▶ _Exercise aim_: Tally every line of the listing where the string "Query" is found, and state the total alone.

[[ Dataset entries, beginning ]]

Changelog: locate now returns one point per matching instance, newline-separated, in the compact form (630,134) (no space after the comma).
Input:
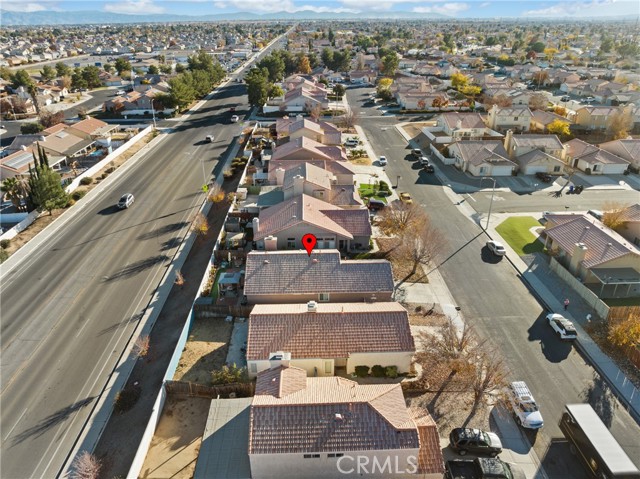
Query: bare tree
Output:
(85,466)
(615,215)
(398,217)
(200,225)
(420,244)
(620,123)
(141,346)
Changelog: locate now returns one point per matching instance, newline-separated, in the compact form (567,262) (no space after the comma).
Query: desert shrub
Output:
(126,399)
(229,374)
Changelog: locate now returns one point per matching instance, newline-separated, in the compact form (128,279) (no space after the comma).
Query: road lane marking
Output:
(14,426)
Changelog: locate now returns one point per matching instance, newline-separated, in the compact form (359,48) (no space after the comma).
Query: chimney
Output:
(298,185)
(279,358)
(579,253)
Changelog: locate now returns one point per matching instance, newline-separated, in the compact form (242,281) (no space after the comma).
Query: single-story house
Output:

[[ Dataset entries, end ]]

▶ _Exercise solution_: 5